[Coordinate annotation records]

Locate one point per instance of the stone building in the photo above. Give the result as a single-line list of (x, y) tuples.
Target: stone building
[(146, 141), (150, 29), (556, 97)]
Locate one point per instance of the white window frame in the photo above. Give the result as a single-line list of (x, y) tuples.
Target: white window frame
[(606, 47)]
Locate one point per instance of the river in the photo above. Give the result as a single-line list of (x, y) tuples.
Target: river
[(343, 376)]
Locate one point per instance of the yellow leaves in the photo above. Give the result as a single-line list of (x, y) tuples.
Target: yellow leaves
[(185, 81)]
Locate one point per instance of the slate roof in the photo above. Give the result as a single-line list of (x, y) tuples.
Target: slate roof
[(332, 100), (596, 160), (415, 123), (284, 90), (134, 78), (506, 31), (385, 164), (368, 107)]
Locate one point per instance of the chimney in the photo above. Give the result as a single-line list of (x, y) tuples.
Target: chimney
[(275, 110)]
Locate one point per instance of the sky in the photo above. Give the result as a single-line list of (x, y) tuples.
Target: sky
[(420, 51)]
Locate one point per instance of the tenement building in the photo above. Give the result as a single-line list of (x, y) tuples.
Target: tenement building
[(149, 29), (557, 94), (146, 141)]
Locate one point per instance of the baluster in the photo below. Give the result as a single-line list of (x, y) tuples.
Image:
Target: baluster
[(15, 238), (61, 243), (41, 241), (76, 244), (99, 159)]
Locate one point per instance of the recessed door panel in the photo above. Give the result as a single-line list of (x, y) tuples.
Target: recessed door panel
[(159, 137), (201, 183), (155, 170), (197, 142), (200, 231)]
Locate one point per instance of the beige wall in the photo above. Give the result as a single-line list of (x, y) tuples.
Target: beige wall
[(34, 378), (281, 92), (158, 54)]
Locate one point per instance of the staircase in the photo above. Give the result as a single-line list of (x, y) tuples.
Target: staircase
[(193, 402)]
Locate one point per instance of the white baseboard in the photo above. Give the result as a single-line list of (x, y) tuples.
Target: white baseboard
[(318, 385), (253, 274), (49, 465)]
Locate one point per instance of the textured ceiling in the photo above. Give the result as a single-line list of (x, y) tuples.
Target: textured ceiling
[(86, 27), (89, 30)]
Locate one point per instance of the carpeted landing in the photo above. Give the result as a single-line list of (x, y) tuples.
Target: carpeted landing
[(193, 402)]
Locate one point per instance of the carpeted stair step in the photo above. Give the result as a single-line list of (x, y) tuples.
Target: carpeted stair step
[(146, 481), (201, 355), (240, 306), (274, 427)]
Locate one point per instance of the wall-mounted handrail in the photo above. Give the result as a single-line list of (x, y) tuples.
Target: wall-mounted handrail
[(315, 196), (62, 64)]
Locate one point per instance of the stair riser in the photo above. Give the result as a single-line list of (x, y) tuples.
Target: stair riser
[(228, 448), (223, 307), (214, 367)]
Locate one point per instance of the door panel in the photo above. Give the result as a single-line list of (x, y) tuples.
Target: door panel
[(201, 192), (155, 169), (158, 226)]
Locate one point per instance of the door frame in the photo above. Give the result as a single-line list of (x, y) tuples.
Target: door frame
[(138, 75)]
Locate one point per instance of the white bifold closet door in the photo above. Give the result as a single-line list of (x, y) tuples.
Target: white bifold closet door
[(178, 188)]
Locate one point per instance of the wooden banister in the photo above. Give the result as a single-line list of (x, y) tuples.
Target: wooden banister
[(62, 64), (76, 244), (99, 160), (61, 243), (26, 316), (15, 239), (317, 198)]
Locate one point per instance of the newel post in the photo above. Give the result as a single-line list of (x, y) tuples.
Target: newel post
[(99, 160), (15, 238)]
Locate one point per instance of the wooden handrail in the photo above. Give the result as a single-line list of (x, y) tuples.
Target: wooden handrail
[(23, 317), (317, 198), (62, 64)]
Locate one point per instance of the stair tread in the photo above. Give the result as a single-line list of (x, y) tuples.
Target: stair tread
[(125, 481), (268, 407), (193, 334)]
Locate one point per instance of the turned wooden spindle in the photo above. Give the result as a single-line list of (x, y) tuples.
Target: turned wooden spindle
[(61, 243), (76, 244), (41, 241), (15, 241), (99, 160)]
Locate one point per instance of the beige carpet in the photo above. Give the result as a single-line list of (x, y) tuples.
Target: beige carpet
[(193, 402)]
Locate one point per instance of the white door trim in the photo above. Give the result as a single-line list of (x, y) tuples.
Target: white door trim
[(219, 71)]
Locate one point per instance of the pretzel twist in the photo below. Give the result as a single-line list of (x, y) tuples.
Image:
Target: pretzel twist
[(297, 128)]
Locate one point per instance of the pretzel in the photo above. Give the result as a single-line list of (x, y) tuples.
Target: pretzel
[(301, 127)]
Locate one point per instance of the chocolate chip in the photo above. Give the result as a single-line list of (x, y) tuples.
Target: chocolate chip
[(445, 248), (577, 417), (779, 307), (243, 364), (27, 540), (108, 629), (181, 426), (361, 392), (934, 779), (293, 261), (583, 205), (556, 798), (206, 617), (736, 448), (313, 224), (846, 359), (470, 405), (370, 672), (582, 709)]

→ **Task brief**: Print exactly the lines above, starting at the line that contains "Locate one point per instance of the turned" and ending with the last line of the records, both included.

→ **Solution for this problem**:
Locate one point per instance of the turned wooden spindle in the photo above. Give the result as a single-line list of (x, y) tuples.
Target: turned wooden spindle
[(61, 243), (76, 244), (41, 241), (15, 241), (99, 160)]
Locate one point per instance of the beige carpet in the photo above. Give the result as a single-line list of (x, y) tuples.
Target: beige carpet
[(193, 402)]
Locate one point per instance of the white door trim in the photo above. Give the result as a single-line list of (x, y) tuples.
Target: white door trim
[(219, 71)]
Locate one point per instance of the pretzel twist in the photo below. Give the result as a single-line list of (x, y) tuples.
Image:
Target: pretzel twist
[(297, 128)]
Locate one point per instance of the pretzel in the photo above. Give the result as a single-line list of (x, y) tuples.
Target: pretzel
[(301, 127)]
Locate one point per instance of the chocolate chip in the photo above. Give the result as a single-line list of (x, y) tuples.
Target: chocolate chip
[(445, 248), (577, 417), (779, 307), (243, 364), (27, 540), (108, 629), (181, 426), (361, 392), (934, 779), (293, 261), (583, 205), (556, 798), (206, 617), (736, 448), (313, 224), (846, 359), (470, 405), (370, 672), (582, 709)]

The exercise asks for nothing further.